■ **Trecho da página**
○ ○ ○ ○ ○

Franz Boas era filho de Sophie Mayer, uma feminista judia que foi uma das lideranças durante a revolução alemã de 1848 na cidade de Minden, na Vestfália. Já em 1851 seu grupo de leitura estava estudando O manifesto comunista de Marx e Engels.

Boas tornou-se antropólogo. Ele fez pesquisa de campo no Canadá com o povo Inuíte na Ilha de Baffin e com o povo Kwakiutl na Ilha de Vancouver, e eventualmente acabou se tornando professor na Universidade de Columbia, em Nova York. [2]

Em 1913 ele fundou a Antropologia moderna ao demolir o racismo da teoria dos estágios da História. Em A mente do ser humano primitivo, Boas argumentou que as pessoas “primitivas” eram tão inteligentes, tão sábias e tão criativas quanto qualquer um de nós. Em 1913, Boas não estava rejeitando a visão política de sua mãe, mas como judeu e defensor dos indígenas da América, ele odiava o racismo.

○ ○ ○ ○ ○

■ **Seção de dados**
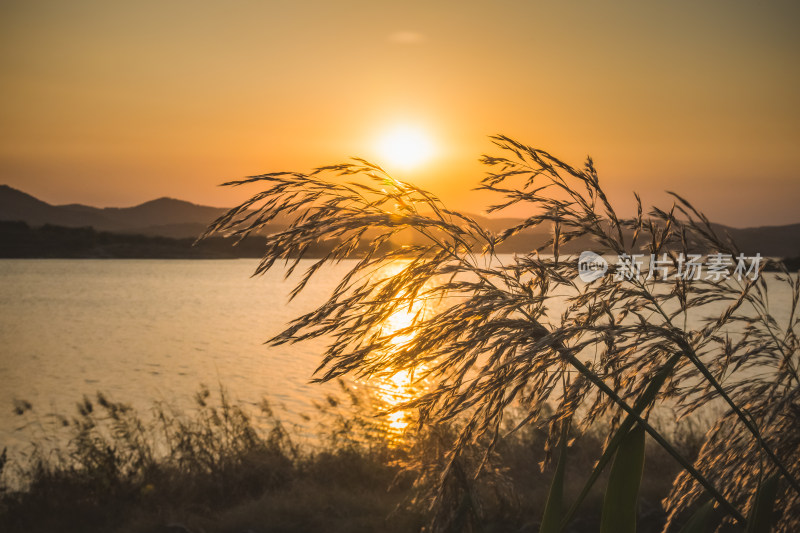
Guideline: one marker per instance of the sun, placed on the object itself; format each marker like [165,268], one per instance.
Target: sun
[405,147]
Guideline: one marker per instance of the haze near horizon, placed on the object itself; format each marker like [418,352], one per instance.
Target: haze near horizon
[114,105]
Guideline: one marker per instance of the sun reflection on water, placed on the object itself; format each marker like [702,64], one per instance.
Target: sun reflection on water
[393,390]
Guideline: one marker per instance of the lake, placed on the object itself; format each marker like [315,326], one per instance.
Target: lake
[144,330]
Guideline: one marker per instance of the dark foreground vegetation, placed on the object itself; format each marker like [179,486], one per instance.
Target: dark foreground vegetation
[225,467]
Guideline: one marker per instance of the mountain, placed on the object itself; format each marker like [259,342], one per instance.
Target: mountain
[168,217]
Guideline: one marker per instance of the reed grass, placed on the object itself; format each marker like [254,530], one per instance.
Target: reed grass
[223,466]
[621,348]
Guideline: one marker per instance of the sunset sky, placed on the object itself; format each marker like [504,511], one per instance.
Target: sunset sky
[116,103]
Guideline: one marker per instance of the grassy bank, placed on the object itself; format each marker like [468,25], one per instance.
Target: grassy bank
[222,467]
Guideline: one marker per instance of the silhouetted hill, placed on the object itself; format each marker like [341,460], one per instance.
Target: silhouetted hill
[163,217]
[177,219]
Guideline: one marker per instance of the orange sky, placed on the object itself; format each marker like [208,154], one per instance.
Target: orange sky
[115,103]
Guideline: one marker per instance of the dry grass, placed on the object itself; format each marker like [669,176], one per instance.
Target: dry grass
[620,348]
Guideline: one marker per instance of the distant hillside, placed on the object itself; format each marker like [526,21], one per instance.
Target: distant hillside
[177,219]
[163,217]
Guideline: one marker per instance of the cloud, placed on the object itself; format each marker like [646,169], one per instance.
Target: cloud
[406,37]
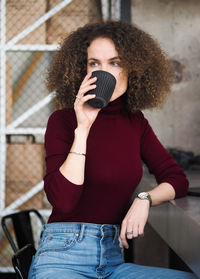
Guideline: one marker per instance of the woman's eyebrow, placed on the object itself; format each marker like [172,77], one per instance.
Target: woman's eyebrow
[93,59]
[115,58]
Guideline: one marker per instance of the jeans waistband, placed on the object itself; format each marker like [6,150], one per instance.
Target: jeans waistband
[82,228]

○ ○ ○ ○ ○

■ **Exercício**
Transcreva a parte do trecho sobre Franz Boas que começa em "Em 1913 ele" e termina em "odiava o racismo.".

■ **Resposta completa**
Em 1913 ele fundou a Antropologia moderna ao demolir o racismo da teoria dos estágios da História. Em A mente do ser humano primitivo, Boas argumentou que as pessoas “primitivas” eram tão inteligentes, tão sábias e tão criativas quanto qualquer um de nós. Em 1913, Boas não estava rejeitando a visão política de sua mãe, mas como judeu e defensor dos indígenas da América, ele odiava o racismo.